Recorded data.
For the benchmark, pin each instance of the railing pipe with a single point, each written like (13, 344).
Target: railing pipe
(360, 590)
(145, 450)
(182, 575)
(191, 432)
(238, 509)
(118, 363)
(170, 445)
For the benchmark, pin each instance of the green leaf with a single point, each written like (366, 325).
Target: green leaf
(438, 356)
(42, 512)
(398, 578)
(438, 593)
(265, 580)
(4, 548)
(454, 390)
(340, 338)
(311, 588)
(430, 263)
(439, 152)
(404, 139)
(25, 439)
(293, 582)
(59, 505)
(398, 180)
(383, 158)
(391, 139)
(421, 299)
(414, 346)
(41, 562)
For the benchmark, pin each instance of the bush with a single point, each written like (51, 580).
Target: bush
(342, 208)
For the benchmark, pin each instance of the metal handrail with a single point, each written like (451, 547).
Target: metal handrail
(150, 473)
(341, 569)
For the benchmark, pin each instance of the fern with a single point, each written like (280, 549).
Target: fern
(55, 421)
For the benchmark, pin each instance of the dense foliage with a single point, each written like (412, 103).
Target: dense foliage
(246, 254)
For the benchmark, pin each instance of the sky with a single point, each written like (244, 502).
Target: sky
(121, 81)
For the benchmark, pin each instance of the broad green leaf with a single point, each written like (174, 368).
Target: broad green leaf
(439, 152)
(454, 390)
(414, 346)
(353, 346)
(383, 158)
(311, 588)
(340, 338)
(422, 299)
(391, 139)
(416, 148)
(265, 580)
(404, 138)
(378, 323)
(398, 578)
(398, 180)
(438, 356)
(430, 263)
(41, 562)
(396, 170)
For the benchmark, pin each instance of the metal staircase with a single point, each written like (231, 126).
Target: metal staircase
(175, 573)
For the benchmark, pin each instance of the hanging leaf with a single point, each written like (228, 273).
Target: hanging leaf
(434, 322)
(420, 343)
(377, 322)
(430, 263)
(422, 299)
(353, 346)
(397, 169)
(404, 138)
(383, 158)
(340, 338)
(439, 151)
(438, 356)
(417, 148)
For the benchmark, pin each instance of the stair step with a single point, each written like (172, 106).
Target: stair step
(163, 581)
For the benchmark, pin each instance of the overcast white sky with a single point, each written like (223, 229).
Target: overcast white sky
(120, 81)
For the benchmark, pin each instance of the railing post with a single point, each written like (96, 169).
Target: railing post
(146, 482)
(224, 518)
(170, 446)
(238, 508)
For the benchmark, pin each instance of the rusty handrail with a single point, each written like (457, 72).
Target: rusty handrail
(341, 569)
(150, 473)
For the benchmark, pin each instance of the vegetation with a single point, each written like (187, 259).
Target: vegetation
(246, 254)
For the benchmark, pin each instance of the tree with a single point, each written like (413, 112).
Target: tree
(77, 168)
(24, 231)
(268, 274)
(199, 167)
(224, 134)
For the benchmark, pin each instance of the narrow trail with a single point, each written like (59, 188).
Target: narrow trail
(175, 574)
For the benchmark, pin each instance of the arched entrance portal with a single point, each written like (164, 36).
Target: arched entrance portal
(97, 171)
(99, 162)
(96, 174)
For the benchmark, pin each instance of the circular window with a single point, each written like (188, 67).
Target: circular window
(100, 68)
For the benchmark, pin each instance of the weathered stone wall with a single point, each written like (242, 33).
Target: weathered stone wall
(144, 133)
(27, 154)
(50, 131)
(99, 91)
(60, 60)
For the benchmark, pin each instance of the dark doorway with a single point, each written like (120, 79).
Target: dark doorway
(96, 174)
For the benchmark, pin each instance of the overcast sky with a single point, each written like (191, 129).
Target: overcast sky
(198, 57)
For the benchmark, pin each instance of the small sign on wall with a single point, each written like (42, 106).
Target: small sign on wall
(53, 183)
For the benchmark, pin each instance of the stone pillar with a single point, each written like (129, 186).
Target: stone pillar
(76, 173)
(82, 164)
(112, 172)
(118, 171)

Task prompt. Everything from the line with "For the benchmark, pin each instance of the dark" through the last line of the material above should be echoed exactly, and nothing else.

Answer to the exercise.
For the benchmark, pin each instance of the dark doorway with a single point, each written like (120, 79).
Target: dark doorway
(96, 174)
For the benchmark, pin each instance of the overcast sky with a single point, each written like (191, 129).
Target: overcast sky
(198, 57)
For the benchmark, pin each instance of the small sign on wall with a single point, each written like (42, 106).
Target: small sign on wall
(53, 183)
For the benchmark, pin each instance of the stone pillar with a single point, each written like (129, 186).
Target: stone pillar
(76, 173)
(82, 164)
(112, 172)
(118, 171)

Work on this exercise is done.